Moore, #MeToo Lamentations

Weeping over the grave of a once great nationThough I’ve given up both major parties as hopeless cases (David M. Hodges, “Constitution or Libertarian Party: Which for the Pious? Pious Eye site, 18 May 2016), I’m saddened by some things about the defeat of Republican Roy Moore (Senate candidate, Alabama special election, 12 December 2017), the accusations that made it happen, and the discussion surrounding those accusations. Aspects of related recent news (#metoo) also make me sad.

Though construing Moore’s defeat as evidence that voters (at least in Alabama) now see personal morals as relevant (in a way they did not in the it’s-just-sex-so-leave-Clinton-alone era) might make one see this turn of events as a positive development, one finds on closer inspection that the morality at work is not the God-authorized morality of Scripture but the legal-adulthood-and-consent-are-all-that-matter quasi-morality of contemporary secular America. Note, for instance, the emphasis of Caitlin Byrd’s “Tim Scott and Nikki Haley take on sexual misconduct charges surrounding both Roy Moore and Donald Trump” (The Post and Courier, 10 December 2017, accessed 15 December 2017). Only if someone is “mistreated,” “violated,” or “harassed”—in other words, only when people are subjected to experiences to which they do not consent (or to which they cannot legally consent because minors)—is there cause for objection.

As Betsy Woodruff noted in her “Christians Cringe at Donald Trump’s Sexy Past” (Daily Beast, 27 January 2016, accessed 15 December 2017), one of many articles seemingly ignored by Republican primary voters (and some noteworthy evangelical leaders1), “In The Art of the Comeback [buy a copy], Trump boasted about bedding other men’s wives.” Yet the thinking of our culture seems to be that sexual immorality, so long as it’s consensual, is fine, even when it is bragged about. (Since no one seems to question that Trump is indeed a “serial philanderer,” I’ll assume this bragging was honest and factual. Surely it is more likely to be factual than alleged immorality that is not bragged about but denied.) Anything non-consensual, on the other hand, merits strong condemnation, even when all that one has are denied allegations yet to be supported by solid evidence or more than one witness to any alleged incident. Hence, the “Donald Trump” aspect of Byrd’s article points to harassment allegations and some “locker-room talk”2 where Trump bragged about what many would call harassment or assault. (Concerning these illicitly recorded remarks, I should note that the point of Trump’s bragging in this case seems to have been that women consent to his behaving badly because of his celebrity. This would make him no more deserving of condemnation than rock stars who sleep with their fans. Though, as a Christian, I’m happy to condemn both Trump and promiscuous rock stars, it must be admitted that contemporary American culture tends more to praise and desire the rock star lifestyle than to condemn it.)

**To be done**
1. From the essay on Roy Moore's defeat, extract the passage from "Moore, #MeToo Lamentations" to "make me sad.".
2. List the titles of the articles cited in the essay on Roy Moore's defeat, along with the publication or site each one appeared in.

**Extracted entries**
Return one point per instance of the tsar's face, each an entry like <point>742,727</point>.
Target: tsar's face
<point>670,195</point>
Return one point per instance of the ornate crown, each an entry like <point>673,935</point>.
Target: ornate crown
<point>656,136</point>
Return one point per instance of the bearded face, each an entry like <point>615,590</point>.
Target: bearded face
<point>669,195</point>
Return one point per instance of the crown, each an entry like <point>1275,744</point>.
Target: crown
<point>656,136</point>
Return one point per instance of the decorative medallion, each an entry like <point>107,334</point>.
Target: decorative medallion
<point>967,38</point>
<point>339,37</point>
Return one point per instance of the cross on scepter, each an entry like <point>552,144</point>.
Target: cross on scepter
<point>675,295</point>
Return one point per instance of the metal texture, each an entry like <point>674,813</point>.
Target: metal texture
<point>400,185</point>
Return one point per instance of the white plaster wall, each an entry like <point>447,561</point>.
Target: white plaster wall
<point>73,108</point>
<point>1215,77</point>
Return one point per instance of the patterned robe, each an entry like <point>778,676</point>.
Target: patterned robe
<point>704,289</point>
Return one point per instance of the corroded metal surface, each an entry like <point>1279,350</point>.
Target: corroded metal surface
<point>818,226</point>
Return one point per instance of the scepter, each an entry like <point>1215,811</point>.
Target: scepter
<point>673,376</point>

---

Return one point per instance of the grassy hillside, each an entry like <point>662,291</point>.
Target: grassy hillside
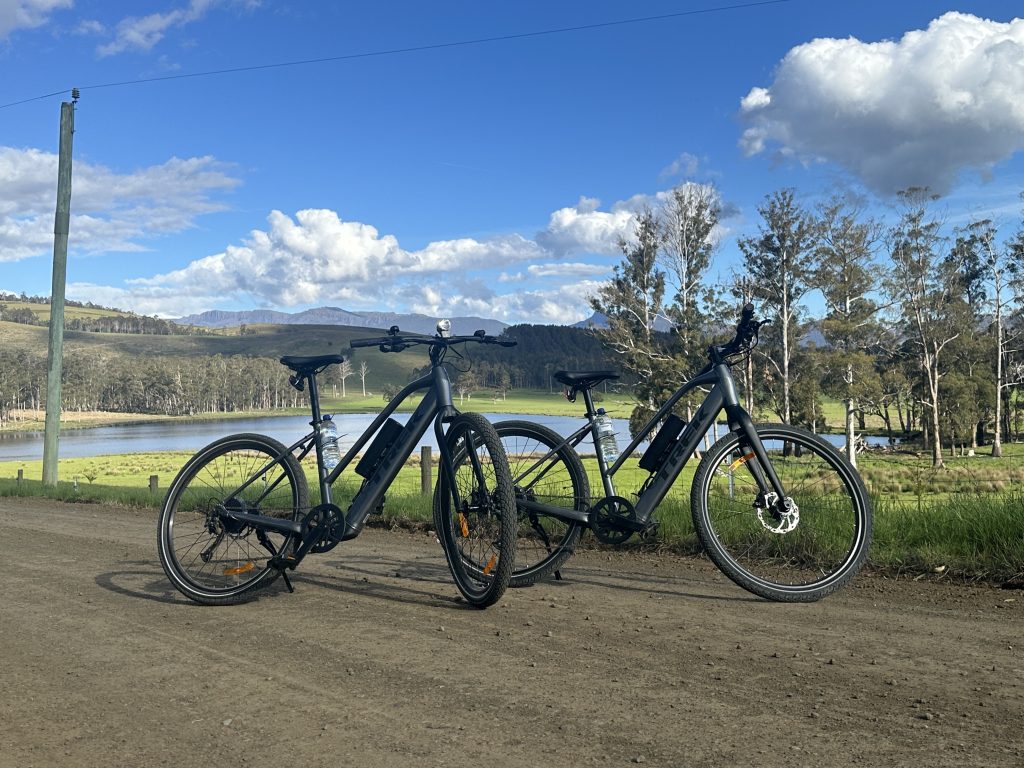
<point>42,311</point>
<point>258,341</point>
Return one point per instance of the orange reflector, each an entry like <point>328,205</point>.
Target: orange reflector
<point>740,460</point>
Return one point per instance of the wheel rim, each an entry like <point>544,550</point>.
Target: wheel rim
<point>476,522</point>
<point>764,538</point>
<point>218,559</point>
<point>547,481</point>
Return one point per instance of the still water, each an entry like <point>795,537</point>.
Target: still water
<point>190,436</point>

---

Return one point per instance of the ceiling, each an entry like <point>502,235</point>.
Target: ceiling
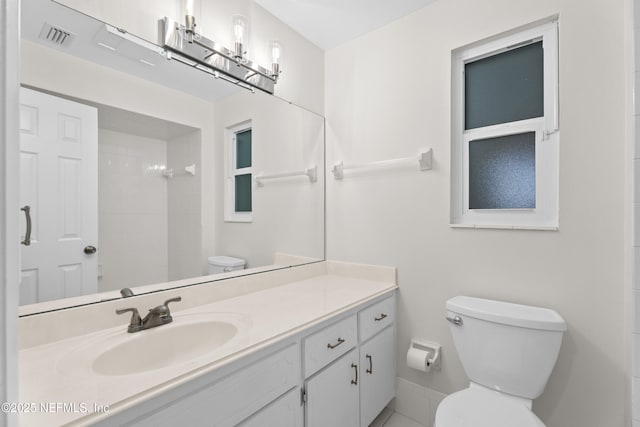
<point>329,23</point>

**Answers below**
1.
Moore, #MeToo Lamentations

Weeping over the grave of a once great nationThough I’ve given up both major parties as hopeless cases (David M. Hodges, “Constitution or Libertarian Party: Which for the Pious? Pious Eye site, 18 May 2016), I’m saddened by some things about the defeat of Republican Roy Moore (Senate candidate, Alabama special election, 12 December 2017), the accusations that made it happen, and the discussion surrounding those accusations. Aspects of related recent news (#metoo) also make me sad.

2.
- "Constitution or Libertarian Party: Which for the Pious?" (Pious Eye site)
- "Tim Scott and Nikki Haley take on sexual misconduct charges surrounding both Roy Moore and Donald Trump" (The Post and Courier)
- "Christians Cringe at Donald Trump's Sexy Past" (Daily Beast)